## [Assigned task]
Print, in exact form, the lines below from the one containing "--target house wrap on building" through the one containing "Return the outline of every instance of the house", and omit all others.

Stored entries
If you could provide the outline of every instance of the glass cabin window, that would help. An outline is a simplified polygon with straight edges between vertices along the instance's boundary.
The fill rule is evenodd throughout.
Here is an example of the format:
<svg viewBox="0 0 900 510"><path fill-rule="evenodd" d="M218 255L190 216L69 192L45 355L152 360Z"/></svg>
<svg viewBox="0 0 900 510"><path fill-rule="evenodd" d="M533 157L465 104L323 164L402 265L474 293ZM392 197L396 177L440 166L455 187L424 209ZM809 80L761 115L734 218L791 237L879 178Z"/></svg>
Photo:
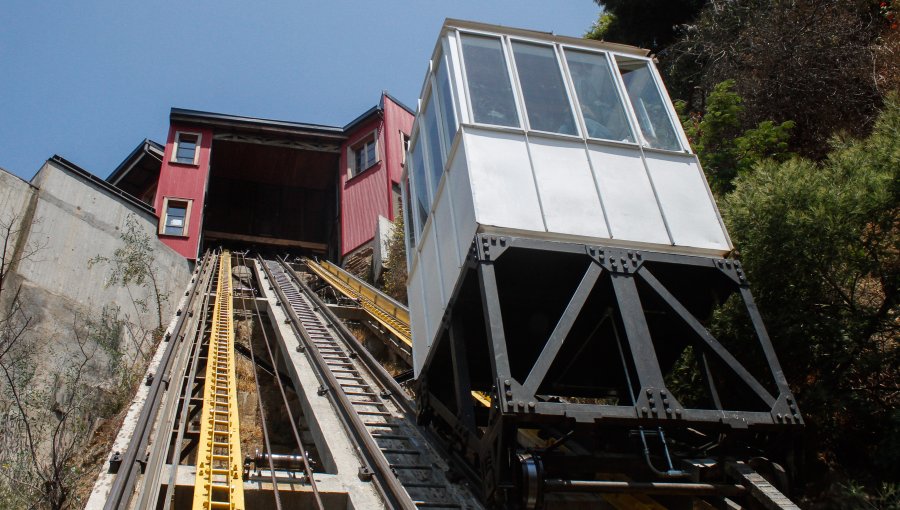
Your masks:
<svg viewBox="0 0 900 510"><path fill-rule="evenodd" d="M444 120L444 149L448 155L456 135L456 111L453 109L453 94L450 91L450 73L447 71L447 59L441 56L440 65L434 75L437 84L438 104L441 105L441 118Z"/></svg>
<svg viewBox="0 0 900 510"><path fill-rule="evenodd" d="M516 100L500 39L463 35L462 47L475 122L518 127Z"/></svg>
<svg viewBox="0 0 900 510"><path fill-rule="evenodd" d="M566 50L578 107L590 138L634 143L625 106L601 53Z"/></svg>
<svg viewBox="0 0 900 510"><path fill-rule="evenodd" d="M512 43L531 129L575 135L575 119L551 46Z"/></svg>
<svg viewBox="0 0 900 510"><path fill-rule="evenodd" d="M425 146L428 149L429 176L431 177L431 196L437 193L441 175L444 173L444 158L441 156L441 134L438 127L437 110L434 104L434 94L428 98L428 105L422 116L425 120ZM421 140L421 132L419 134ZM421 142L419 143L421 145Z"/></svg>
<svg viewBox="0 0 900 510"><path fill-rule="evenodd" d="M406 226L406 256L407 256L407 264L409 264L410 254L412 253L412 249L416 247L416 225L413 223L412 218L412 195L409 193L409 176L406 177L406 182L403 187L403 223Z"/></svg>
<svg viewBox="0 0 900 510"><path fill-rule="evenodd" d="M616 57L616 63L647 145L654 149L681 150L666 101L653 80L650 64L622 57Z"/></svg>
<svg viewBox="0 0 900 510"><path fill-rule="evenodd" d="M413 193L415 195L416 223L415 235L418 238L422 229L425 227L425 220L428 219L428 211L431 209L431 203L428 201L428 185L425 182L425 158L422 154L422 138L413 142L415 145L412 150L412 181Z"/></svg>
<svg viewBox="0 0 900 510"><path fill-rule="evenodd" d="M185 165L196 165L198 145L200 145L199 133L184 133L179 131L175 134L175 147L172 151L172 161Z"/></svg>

...

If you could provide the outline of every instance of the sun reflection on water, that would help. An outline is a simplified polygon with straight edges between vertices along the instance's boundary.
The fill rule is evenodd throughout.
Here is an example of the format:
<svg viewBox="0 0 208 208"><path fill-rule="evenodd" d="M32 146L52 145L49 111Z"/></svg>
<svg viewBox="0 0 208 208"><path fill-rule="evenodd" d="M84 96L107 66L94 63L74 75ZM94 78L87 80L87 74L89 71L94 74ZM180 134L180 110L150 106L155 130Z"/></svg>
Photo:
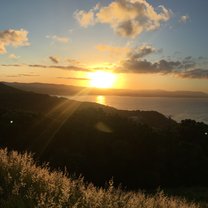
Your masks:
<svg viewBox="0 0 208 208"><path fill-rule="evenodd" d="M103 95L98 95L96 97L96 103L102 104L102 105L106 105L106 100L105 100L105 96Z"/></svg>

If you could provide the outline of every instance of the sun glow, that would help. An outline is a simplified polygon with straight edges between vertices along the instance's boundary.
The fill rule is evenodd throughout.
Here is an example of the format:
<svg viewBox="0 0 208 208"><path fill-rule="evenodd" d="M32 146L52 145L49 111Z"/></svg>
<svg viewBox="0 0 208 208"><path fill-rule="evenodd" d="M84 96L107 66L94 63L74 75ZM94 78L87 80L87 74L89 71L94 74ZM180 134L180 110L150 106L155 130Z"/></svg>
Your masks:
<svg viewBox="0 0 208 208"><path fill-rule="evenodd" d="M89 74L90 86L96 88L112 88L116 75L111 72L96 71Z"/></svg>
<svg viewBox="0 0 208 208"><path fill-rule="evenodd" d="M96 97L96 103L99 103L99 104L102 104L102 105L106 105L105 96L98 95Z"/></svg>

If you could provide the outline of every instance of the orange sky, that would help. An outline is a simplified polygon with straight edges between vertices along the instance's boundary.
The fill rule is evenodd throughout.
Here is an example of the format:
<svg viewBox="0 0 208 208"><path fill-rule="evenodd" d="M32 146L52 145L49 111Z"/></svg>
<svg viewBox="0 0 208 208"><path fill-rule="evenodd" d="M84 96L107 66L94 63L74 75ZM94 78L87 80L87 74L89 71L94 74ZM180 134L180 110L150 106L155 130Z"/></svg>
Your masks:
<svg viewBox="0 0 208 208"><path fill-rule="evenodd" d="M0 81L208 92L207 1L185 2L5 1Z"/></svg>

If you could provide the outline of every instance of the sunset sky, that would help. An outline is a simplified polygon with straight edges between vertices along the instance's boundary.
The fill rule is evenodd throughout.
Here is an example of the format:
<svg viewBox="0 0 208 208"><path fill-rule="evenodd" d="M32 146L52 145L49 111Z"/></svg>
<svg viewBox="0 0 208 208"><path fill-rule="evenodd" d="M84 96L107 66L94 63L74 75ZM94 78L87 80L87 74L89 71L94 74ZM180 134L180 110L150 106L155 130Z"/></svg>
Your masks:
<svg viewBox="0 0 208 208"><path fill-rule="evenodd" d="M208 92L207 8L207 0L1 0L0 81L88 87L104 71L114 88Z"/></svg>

--

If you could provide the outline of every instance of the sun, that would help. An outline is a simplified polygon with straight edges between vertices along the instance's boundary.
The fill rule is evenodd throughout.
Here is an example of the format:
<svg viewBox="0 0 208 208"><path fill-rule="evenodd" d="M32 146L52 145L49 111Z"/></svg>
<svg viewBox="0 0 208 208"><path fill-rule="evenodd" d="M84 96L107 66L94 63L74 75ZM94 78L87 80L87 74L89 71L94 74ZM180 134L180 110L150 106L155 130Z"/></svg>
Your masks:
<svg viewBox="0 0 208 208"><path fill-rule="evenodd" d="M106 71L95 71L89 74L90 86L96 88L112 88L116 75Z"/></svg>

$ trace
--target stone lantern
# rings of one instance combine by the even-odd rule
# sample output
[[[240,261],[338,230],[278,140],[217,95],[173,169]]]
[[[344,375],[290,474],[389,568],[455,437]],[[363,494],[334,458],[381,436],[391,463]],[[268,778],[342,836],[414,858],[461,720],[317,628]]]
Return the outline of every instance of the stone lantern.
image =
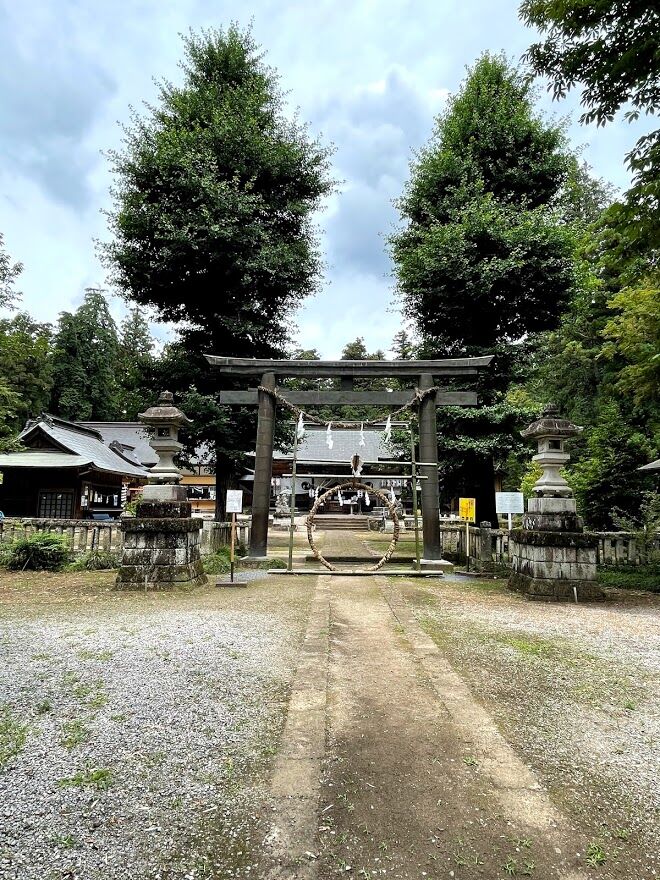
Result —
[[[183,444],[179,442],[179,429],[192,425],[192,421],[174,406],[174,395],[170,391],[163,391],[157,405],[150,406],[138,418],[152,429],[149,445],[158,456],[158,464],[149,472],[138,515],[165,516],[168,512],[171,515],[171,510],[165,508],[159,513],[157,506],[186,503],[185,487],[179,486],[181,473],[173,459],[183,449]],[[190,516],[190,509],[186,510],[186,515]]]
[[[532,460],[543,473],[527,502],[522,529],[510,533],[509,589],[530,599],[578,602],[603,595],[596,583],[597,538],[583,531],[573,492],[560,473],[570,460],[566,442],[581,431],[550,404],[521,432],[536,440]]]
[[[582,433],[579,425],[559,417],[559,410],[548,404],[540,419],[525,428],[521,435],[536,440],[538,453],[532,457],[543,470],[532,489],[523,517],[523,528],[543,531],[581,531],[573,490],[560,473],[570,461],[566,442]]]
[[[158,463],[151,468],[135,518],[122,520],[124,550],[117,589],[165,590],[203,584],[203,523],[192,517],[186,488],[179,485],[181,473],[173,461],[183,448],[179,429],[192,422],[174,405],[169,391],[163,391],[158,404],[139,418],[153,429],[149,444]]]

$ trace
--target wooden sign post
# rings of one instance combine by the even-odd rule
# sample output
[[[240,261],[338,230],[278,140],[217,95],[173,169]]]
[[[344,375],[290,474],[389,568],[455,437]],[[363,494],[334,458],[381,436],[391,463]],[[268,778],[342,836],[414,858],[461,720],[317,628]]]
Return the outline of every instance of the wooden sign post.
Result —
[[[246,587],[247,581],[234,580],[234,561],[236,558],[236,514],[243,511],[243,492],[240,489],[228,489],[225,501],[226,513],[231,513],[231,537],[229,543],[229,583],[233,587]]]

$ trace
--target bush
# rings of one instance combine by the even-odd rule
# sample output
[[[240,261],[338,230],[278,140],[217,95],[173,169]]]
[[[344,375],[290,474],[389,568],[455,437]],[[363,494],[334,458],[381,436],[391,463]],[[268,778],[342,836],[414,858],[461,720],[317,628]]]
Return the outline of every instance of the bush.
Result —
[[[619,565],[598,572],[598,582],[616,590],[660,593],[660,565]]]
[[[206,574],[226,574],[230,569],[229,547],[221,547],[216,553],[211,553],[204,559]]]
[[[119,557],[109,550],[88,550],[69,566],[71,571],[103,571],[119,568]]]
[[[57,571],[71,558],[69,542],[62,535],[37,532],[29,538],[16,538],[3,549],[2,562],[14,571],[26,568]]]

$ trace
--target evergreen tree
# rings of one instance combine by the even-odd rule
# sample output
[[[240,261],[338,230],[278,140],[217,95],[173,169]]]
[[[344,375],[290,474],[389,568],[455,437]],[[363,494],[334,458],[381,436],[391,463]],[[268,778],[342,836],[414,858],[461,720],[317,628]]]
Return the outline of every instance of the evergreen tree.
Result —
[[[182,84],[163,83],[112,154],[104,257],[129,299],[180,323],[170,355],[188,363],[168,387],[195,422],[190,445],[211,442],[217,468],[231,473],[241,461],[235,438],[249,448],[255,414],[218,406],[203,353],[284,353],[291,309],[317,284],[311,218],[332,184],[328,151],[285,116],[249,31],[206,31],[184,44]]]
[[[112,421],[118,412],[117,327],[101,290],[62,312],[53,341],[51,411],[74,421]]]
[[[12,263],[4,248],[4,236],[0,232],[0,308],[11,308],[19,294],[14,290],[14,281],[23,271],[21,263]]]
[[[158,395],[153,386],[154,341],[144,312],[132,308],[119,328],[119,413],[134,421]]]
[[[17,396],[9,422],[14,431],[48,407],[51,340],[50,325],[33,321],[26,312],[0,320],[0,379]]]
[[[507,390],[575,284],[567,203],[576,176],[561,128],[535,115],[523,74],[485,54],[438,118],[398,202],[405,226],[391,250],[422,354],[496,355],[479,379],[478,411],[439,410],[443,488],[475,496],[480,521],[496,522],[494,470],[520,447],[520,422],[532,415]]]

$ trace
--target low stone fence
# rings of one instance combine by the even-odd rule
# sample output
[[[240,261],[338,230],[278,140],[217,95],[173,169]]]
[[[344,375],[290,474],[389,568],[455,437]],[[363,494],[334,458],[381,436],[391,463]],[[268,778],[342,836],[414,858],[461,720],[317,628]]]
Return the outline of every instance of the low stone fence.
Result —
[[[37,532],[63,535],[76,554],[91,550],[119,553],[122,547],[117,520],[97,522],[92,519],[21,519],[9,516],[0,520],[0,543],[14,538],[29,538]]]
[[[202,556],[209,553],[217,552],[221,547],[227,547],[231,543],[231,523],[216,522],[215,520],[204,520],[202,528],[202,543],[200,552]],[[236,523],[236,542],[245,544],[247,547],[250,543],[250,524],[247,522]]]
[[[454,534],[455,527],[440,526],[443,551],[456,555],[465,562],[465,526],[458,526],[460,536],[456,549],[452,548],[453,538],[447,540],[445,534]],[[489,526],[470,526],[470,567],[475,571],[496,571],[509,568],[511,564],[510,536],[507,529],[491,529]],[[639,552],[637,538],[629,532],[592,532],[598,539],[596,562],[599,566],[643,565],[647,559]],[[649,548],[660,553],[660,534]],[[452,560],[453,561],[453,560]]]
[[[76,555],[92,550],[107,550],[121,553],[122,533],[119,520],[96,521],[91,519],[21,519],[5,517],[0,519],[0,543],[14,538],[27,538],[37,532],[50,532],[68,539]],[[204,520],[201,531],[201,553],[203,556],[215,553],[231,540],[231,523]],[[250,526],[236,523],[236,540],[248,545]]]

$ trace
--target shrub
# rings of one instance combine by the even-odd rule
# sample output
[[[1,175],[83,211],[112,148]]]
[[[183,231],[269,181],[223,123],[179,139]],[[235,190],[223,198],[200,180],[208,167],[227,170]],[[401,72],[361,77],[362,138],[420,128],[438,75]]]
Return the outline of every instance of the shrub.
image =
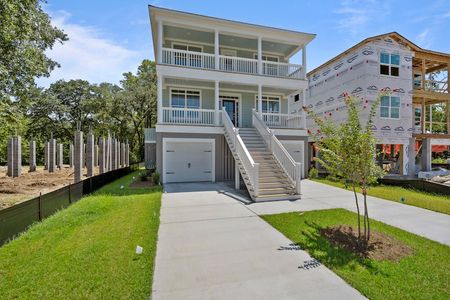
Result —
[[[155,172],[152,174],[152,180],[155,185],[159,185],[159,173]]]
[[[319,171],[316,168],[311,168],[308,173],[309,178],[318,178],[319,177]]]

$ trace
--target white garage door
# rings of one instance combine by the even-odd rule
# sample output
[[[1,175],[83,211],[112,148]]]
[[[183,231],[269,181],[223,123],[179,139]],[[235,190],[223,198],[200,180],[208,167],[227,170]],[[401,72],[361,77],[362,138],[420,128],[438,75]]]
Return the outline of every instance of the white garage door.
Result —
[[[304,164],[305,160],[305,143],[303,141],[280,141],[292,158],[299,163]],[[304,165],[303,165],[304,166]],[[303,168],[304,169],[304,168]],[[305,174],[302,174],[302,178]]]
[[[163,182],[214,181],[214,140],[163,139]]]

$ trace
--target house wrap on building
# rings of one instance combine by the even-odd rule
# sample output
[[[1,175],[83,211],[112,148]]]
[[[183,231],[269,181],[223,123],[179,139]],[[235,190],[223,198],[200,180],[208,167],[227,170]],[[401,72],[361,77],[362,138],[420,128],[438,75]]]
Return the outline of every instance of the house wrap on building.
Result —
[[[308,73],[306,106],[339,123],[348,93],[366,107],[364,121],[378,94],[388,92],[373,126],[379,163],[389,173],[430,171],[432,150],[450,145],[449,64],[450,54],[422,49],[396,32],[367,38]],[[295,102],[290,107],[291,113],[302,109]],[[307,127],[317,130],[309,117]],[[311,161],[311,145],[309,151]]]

## [Solution to this problem]
--target house wrap on building
# rings of one instance combine by the even-odd rule
# sample output
[[[1,175],[83,211],[112,148]]]
[[[183,231],[269,181],[223,123],[179,139]],[[235,190],[223,198],[200,180],[208,167],[227,170]],[[401,72],[361,77],[362,138],[420,128],[438,75]]]
Return the outline of every instance of the house wrap on building.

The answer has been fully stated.